YOUR ASSIGNMENT: Word for word, repeat the lines of the records from the first line up to and including the line that contains "If you would be willing to mark the white collared", passing over any pictures.

▼

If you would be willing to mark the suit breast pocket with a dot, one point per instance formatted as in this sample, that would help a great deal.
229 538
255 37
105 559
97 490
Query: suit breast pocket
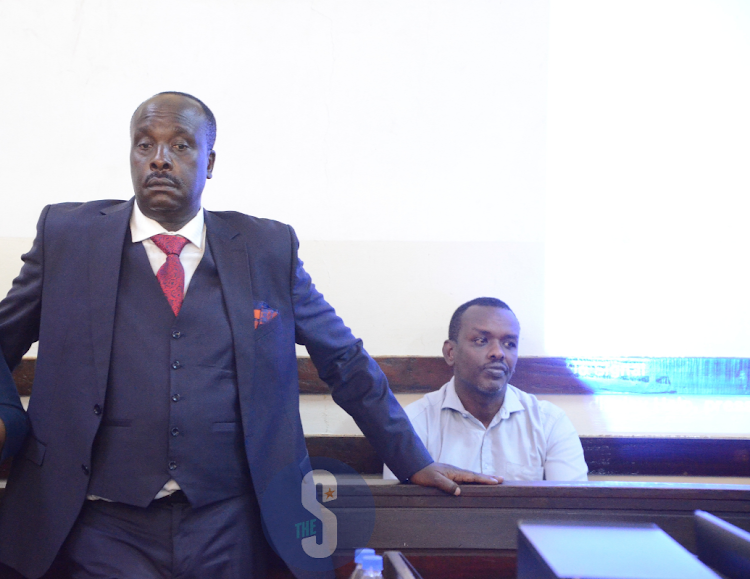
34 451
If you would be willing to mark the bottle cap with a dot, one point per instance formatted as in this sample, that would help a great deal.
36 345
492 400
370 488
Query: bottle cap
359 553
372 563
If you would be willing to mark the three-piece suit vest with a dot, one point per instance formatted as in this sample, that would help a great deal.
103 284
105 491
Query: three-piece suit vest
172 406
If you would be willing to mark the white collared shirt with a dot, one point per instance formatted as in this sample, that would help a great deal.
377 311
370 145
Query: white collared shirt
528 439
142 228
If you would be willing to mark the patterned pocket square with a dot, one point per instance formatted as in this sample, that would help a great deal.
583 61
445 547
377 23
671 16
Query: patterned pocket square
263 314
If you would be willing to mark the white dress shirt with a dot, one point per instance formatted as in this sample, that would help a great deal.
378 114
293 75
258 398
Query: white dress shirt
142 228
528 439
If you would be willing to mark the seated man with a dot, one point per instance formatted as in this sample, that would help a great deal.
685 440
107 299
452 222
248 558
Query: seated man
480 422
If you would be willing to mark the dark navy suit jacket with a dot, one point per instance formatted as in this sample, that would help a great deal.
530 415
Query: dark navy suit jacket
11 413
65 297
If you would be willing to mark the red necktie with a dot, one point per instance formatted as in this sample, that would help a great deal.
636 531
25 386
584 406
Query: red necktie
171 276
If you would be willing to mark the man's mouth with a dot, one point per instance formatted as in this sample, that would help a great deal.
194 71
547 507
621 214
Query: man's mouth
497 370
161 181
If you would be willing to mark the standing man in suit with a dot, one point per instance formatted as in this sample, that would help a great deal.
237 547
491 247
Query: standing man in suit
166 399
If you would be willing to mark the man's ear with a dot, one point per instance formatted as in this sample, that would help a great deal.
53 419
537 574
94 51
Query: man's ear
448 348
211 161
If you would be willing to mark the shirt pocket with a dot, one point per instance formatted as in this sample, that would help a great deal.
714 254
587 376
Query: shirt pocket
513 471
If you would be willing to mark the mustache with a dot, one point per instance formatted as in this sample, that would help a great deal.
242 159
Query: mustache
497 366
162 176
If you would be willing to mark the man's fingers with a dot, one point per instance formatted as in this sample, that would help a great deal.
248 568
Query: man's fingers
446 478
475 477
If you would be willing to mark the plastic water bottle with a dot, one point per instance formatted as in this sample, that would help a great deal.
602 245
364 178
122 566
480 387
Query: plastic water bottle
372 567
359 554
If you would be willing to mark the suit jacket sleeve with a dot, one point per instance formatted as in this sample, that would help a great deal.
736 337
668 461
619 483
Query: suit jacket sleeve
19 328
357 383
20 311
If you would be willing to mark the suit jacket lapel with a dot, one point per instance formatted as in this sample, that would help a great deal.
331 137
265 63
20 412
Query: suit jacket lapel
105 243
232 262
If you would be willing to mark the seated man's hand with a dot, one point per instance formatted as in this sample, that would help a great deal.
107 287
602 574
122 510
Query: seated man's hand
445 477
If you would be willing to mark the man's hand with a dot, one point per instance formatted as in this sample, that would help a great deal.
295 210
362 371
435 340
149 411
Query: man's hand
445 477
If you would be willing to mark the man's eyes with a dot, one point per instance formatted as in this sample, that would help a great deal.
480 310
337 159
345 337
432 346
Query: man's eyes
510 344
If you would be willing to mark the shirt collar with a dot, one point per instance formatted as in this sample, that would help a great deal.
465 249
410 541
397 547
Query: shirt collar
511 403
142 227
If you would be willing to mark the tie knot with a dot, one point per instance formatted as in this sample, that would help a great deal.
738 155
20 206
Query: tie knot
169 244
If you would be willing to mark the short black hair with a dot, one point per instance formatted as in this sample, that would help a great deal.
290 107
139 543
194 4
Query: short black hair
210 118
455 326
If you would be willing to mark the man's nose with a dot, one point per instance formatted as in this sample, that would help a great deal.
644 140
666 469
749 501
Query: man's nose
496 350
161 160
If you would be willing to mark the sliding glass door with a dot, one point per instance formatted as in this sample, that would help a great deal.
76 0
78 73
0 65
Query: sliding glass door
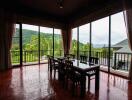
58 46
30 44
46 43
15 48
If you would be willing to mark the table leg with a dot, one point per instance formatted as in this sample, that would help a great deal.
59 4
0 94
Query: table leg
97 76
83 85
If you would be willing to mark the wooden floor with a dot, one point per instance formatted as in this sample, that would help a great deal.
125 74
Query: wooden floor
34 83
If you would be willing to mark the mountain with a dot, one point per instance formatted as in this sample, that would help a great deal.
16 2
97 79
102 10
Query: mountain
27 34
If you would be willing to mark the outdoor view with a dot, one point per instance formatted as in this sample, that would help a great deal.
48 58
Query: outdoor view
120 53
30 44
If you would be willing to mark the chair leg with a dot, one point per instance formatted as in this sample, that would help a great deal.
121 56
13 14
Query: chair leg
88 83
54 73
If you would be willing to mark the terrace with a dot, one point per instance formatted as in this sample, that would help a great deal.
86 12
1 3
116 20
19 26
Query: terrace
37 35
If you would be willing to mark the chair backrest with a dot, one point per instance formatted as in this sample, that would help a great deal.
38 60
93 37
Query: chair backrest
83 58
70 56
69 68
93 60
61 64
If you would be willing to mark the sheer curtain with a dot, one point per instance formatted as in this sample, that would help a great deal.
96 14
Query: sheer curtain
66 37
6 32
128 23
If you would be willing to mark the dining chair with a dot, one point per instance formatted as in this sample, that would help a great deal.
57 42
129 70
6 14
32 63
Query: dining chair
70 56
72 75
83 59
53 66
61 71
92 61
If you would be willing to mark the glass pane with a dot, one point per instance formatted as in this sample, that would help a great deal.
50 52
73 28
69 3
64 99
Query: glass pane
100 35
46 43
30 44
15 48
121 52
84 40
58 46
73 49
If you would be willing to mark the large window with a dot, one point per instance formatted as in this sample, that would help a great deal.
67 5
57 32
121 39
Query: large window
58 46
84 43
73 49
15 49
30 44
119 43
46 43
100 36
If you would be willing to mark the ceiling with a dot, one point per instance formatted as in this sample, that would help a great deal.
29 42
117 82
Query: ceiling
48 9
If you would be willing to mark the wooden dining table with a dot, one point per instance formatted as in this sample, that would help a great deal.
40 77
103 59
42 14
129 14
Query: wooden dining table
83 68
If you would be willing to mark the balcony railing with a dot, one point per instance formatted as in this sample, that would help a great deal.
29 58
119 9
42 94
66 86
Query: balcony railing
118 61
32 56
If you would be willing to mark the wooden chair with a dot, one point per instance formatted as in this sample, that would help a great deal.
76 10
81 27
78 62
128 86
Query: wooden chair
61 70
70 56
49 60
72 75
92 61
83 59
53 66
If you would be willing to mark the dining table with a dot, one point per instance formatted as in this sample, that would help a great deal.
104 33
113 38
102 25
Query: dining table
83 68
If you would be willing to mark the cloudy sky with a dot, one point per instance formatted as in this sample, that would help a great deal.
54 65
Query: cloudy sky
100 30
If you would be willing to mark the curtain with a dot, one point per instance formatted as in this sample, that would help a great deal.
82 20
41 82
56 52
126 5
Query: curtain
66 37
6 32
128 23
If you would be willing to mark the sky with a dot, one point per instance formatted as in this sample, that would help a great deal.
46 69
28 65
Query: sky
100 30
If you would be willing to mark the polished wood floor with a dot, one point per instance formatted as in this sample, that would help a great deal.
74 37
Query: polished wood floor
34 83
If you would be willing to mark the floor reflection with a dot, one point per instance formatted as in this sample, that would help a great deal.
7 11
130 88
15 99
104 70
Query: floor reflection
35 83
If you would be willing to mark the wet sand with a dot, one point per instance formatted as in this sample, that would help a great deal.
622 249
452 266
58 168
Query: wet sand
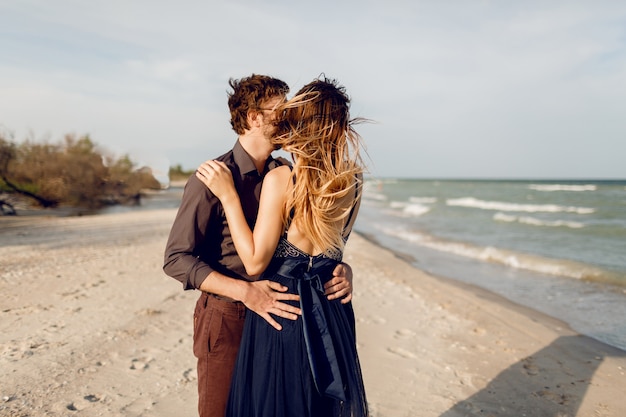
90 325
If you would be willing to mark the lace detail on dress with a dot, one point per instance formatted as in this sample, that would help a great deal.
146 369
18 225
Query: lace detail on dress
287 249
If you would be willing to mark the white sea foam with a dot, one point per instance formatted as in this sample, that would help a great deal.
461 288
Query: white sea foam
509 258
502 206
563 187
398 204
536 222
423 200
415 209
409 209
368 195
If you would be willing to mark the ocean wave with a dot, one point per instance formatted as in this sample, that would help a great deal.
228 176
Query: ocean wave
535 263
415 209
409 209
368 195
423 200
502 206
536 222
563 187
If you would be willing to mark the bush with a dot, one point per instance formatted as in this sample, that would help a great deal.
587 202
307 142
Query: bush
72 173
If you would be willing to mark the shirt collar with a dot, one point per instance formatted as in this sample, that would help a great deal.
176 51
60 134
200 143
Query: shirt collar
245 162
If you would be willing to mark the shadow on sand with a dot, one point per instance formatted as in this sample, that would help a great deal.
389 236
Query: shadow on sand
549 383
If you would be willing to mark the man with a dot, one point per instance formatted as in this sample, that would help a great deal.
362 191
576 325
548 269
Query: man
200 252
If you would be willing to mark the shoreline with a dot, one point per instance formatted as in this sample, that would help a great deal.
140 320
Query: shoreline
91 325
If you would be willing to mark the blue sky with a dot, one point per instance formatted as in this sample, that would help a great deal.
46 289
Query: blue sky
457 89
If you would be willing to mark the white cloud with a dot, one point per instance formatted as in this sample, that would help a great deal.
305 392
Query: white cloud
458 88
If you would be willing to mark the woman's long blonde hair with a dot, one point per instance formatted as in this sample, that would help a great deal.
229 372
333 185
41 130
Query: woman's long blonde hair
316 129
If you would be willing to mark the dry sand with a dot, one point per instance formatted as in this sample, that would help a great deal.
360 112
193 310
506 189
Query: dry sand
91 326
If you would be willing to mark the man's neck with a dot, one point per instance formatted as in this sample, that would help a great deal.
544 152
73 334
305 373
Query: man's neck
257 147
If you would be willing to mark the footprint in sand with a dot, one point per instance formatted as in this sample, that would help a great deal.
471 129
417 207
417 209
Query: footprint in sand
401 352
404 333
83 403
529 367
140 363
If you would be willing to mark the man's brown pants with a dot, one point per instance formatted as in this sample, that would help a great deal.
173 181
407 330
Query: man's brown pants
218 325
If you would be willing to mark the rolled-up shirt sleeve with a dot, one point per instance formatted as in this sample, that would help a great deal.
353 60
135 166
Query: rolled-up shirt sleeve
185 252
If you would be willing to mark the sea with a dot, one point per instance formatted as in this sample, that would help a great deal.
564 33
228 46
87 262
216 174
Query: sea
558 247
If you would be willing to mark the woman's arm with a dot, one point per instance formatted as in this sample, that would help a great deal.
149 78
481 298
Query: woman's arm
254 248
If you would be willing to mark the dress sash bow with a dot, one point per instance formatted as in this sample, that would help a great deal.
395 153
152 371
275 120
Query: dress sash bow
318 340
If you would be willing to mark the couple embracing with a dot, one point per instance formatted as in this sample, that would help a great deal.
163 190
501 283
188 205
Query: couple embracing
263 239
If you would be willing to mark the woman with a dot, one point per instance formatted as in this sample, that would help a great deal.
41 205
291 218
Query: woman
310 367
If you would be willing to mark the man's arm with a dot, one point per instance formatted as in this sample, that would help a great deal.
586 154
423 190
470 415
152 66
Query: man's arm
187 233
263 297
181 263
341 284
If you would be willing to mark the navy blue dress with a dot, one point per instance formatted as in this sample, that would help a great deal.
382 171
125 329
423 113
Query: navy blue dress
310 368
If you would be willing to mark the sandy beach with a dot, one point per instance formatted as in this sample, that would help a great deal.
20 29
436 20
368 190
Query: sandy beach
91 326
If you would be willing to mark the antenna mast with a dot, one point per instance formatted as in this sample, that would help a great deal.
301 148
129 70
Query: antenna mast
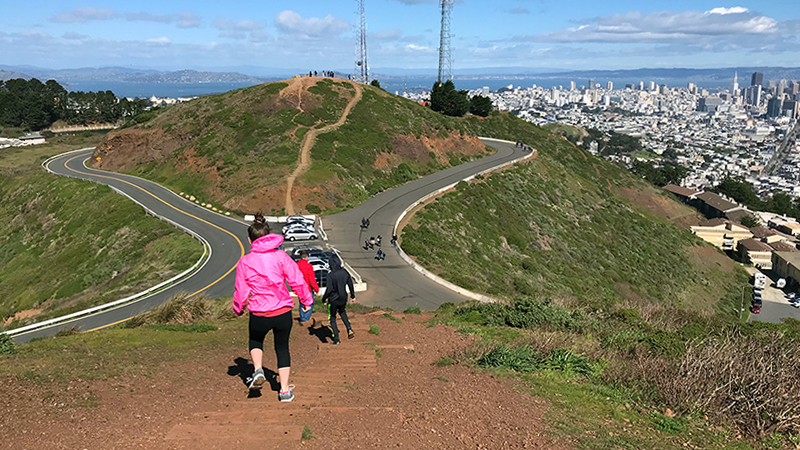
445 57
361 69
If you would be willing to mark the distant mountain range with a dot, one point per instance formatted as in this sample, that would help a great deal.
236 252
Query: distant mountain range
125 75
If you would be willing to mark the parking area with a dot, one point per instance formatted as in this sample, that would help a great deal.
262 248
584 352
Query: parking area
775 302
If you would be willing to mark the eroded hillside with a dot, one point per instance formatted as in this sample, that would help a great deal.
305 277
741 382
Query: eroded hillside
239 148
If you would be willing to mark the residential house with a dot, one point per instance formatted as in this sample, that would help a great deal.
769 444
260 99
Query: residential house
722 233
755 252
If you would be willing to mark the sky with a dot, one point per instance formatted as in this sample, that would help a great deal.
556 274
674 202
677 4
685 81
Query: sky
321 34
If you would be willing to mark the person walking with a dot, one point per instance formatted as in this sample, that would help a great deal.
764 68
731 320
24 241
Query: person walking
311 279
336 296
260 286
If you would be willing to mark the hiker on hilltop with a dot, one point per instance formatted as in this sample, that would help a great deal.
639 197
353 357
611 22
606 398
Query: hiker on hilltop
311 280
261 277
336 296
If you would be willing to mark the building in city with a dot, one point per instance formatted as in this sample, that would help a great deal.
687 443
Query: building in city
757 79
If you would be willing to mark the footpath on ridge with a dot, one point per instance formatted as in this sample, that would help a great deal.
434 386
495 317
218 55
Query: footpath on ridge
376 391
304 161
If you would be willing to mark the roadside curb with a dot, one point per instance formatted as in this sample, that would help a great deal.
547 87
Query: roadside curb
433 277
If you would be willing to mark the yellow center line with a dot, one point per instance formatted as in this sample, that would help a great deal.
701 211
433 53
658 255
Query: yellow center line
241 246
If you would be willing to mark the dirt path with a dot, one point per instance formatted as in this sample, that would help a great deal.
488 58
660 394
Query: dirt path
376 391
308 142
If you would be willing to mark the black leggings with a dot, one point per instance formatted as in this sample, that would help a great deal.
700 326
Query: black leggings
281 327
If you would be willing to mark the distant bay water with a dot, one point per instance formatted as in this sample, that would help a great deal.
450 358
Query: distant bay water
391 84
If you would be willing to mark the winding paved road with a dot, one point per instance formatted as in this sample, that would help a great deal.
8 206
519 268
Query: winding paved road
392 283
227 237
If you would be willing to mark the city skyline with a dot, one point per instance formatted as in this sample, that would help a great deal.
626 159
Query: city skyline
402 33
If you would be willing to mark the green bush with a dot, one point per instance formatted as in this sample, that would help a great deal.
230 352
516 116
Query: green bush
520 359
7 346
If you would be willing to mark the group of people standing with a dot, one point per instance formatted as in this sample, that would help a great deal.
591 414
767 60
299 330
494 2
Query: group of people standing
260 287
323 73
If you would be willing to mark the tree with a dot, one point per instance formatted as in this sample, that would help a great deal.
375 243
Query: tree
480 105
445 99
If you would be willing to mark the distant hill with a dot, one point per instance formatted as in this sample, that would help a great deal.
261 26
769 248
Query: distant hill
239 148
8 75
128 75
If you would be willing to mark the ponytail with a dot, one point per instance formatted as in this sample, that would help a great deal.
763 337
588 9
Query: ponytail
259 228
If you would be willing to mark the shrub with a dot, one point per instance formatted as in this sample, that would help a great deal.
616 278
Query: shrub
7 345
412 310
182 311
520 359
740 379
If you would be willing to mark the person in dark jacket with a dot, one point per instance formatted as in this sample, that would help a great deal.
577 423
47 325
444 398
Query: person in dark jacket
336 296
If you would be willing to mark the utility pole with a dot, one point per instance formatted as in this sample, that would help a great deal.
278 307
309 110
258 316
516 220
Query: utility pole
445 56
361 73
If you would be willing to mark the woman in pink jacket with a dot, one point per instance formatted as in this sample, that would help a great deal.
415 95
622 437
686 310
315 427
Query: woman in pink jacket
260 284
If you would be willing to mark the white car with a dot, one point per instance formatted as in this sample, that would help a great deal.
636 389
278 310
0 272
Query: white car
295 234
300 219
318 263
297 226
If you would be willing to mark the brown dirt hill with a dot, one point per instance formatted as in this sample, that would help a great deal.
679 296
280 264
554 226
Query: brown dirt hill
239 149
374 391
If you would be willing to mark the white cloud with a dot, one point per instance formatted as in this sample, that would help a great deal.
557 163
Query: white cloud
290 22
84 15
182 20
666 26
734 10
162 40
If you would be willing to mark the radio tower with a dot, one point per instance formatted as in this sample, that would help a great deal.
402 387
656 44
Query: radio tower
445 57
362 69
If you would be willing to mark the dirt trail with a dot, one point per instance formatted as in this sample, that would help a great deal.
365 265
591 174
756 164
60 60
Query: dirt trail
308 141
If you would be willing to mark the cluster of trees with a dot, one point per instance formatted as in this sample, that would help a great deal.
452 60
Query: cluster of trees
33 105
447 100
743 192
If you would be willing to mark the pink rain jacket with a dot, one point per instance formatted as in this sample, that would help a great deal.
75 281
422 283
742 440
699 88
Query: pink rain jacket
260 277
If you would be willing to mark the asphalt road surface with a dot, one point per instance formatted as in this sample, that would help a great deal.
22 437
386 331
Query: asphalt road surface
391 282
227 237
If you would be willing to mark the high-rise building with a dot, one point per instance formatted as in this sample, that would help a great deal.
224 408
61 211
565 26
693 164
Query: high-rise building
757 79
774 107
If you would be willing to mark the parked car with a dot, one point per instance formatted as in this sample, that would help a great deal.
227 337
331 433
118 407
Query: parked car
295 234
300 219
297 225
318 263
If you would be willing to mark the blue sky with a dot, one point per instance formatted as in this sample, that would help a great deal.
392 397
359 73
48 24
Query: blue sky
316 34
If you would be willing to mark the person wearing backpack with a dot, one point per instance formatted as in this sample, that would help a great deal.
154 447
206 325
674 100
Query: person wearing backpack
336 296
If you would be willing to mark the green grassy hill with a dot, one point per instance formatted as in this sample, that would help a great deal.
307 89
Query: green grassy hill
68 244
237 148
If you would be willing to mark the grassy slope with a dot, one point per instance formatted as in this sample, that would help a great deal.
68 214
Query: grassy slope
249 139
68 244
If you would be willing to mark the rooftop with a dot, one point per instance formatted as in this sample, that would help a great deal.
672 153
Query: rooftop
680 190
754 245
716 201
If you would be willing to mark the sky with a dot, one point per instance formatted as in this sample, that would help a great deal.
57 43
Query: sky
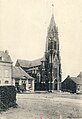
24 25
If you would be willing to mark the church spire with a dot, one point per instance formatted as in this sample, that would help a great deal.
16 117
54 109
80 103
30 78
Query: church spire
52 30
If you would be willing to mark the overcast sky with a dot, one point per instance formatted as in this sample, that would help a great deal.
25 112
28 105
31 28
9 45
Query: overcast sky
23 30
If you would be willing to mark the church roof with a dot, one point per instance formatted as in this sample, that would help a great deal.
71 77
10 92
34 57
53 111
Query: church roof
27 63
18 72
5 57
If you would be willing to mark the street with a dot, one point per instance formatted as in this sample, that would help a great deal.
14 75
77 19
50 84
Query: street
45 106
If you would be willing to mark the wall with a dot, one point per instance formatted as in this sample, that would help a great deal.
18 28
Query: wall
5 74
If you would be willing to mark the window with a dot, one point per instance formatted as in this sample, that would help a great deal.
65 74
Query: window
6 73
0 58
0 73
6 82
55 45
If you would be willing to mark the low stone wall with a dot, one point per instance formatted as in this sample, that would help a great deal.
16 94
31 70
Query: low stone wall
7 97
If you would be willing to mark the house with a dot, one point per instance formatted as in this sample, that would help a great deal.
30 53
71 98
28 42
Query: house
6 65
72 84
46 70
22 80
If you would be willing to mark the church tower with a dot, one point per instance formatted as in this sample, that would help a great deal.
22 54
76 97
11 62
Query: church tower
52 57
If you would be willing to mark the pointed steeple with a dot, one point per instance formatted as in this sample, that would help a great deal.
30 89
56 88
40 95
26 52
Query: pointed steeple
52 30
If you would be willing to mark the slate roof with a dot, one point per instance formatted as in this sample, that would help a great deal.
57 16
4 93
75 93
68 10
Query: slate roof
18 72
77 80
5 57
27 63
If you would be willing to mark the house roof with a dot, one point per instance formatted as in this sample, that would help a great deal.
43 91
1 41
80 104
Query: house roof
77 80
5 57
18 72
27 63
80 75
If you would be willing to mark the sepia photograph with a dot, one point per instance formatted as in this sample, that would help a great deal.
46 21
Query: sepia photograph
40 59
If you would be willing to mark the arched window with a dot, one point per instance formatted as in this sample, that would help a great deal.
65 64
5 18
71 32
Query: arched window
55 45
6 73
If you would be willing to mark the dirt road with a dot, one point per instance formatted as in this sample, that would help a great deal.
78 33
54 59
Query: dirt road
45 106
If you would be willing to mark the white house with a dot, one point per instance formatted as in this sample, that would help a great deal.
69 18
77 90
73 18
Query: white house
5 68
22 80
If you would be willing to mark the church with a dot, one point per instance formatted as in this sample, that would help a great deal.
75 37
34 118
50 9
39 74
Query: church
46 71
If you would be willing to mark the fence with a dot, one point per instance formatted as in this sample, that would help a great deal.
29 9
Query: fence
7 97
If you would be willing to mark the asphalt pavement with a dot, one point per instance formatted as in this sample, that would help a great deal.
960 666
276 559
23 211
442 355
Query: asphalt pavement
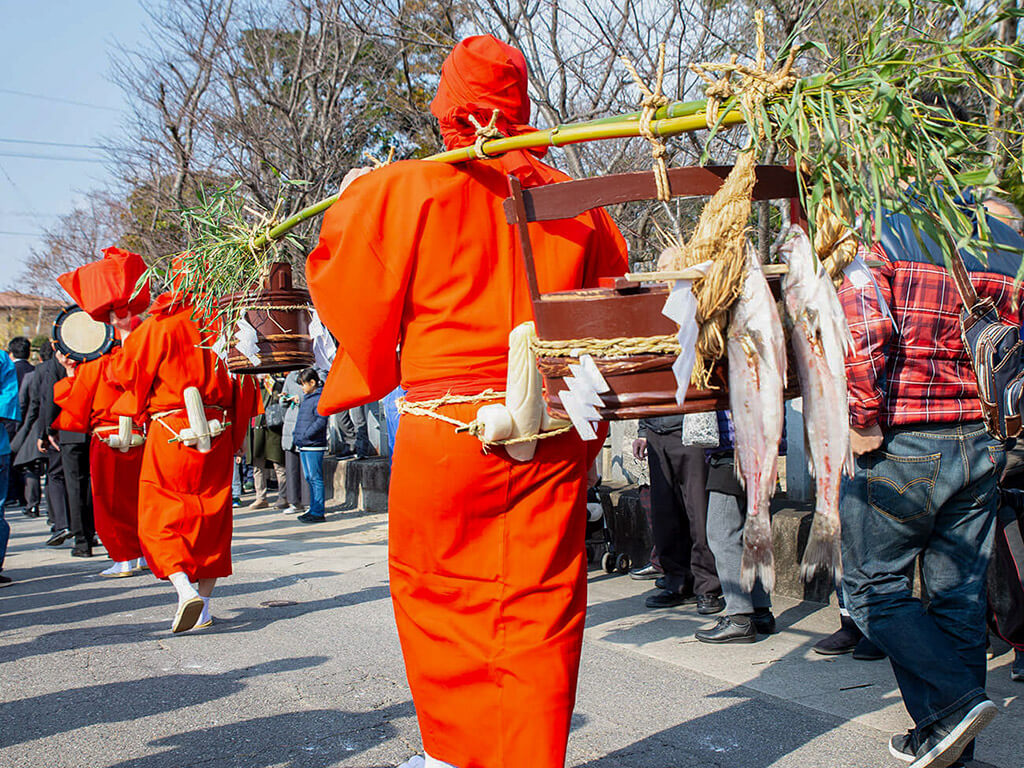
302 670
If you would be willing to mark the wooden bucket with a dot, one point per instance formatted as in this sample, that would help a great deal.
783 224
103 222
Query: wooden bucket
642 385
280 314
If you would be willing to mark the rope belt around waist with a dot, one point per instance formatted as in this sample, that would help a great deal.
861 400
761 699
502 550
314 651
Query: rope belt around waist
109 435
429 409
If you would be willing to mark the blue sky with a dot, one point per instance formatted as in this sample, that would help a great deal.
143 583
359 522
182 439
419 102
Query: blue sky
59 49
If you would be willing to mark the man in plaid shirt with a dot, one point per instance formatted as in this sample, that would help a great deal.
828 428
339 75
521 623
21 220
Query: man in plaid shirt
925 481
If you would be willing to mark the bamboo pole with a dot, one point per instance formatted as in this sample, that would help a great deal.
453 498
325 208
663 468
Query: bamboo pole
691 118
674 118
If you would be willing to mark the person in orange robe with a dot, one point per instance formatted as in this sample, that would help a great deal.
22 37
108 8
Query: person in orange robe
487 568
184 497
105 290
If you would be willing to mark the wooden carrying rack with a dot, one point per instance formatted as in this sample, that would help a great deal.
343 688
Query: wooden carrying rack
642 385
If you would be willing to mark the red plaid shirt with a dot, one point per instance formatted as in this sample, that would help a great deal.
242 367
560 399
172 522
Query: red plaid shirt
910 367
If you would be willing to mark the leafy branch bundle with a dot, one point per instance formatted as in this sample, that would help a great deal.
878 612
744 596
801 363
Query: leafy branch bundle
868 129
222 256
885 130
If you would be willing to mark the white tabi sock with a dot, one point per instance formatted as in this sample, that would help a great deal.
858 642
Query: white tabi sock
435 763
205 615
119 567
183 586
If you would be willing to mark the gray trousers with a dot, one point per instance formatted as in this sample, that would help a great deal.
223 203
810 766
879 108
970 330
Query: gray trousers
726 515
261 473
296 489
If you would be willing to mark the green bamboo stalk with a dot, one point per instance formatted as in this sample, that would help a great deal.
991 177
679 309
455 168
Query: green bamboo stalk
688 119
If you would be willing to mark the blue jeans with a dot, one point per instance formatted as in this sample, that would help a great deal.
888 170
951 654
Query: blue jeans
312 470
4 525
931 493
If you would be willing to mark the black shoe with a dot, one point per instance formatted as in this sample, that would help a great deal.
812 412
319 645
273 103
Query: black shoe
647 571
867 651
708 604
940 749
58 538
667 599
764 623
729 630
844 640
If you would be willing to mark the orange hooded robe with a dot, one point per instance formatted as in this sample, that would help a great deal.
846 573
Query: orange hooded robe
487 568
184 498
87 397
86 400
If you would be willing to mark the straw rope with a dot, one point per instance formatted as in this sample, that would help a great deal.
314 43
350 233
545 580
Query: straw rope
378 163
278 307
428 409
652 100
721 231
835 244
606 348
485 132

▲

RESULT BELOW:
If you would be willing to mark the suit breast pocket with a dot, one point per instance formatted as in this sample, that would help a great deal.
229 538
255 37
105 559
97 490
Query: suit breast pocket
34 451
If you would be willing to mark the bottle cap with a dot, one point per instance formatted as in this sample, that would help a great deal.
36 345
492 400
370 488
Query: bottle cap
359 553
372 563
If you would be willing to mark the three-piece suit vest with a dot, one point per instance formatted as in this sample, that would help a great deal.
103 284
105 491
Query: three-piece suit vest
172 406
If you would be willing to mark the white collared shirt with a dot, one point per instance formatted as in this sample, that would help a great deal.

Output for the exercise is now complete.